• [JOBS]:
• 1. Summarize the vacation thread below in two sentences.
• 2. Answer these questions using the vacation thread below.
(a) According to the opening post, how much do bags cost in Athens?
(b) What was the four wheeler parked in front of?
(c) How many pictures is a person allowed to post?
• 3. In the vacation thread below, rewrite the paragraph beginning "i'm bored, a little more buzzed" as a short list that keeps its main facts.
--- Start of PROVIDED PASSAGE ---
# our vacation



## moswen

i'm bored, a little more buzzed than i thought i would get, my husband has fallen asleep, i want to talk to somebody, and we have one last day here in rome before our vacation comes to an end, so i thought i would post the best pictures of our time in greece (notice i say greece because rome SUCKS! and greece is only cool because of our time on MYKONOS!!!! never, never, never go to athens. it smells bad, there are dogs everywhere, and there's graffiti everywhere. and it's really sad when little children come and ask you for money while you're eating... but you can buy gucci, armani, prada, chenelle, louis voutton, dolce and gabbana, and more, bags for 20 euros and sunglasses for 5 euros here! which if you're a man, shut up, but if you're a woman, you know!!) ... oh and you guys are going to love the last few pictures!!!

so here's the acropolis






the entrance to the theatre of dionysis





a stupid picture of me and the hubbs





and what, you say, does this have to do with greece? WHERE ELSE DOES MCDONALDS GIVE YOU A FORK TO EAT YOUR FRENCH FRIES WITH??!!





this is one "street" mykonos town, with all the shops opened up





this is a picture of the "beaches" of mykonos and how clear the water is





haha! i didn't know i was in this picture, but this is the four wheeler we drove around on the STREETS of mykonos, parked infront of a pigeon house. that's right, a pigeon house. they have houses, for pigeons, on an island paradise.





and here they are, as promised:
















told you you were going to love it!! anyone else's fingers twitching to steal some local vegetation? maggie, yvonne, let's say we move here!!

okay actually i have 6 more pictures of cactus, but you're only allowed to post 10 pictures....

here are some more:





















TONS! this must be what it's like to live in california...


----------



## Yvonne G

Beautiful! Rebekah. Thanks for sharing your vacation with us. How lucky you were to be able to see those places first hand.


----------



## terryo

OMG!! I loved those pictures. A am not a traveler, and I always love when someone posts pictures of other countries that they've been to. Thank you so much for posting them...I really enjoyed them.


----------



## Stephanie Logan

Hey! Where are the cactus _fruits_?! Taco won't eat those pads!
--- End of PROVIDED PASSAGE ---
--- Start of STORED DATA ---
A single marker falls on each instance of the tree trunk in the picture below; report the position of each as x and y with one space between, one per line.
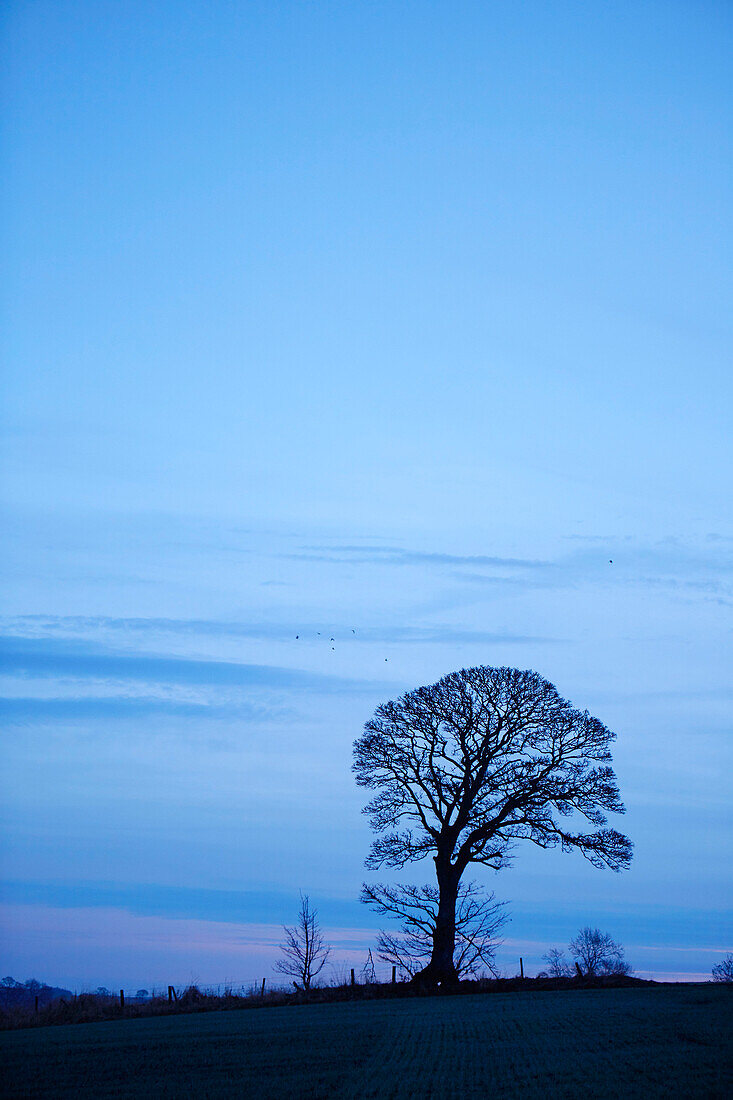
441 969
--- End of STORED DATA ---
• [SOLUTION LIST]:
• 1. On the last day of a vacation in Rome, moswen posts favorite pictures from Greece, praising Mykonos while criticizing Rome and Athens. The pictures include the acropolis, the entrance to the theatre of dionysis, a McDonalds meal served with a fork, Mykonos streets and beaches, a four wheeler parked in front of a pigeon house, and many cactus shots, and replies from Yvonne G, terryo and Stephanie Logan follow.

• 2.
(a) 20 euros
(b) A pigeon house
(c) 10

• 3.
- The poster is bored, somewhat buzzed, wants someone to talk to, and has a husband who has fallen asleep.
- There is one last day in Rome before the vacation ends.
- The poster is sharing the best pictures from Greece, saying Rome "SUCKS" and that Greece is only cool because of Mykonos.
- Athens is to be avoided: it smells bad, there are dogs and graffiti everywhere, and little children ask for money while people eat.
- In Athens, designer bags (gucci, armani, prada and others) cost 20 euros, and sunglasses cost 5 euros.
- Readers are promised that they will love the last few pictures.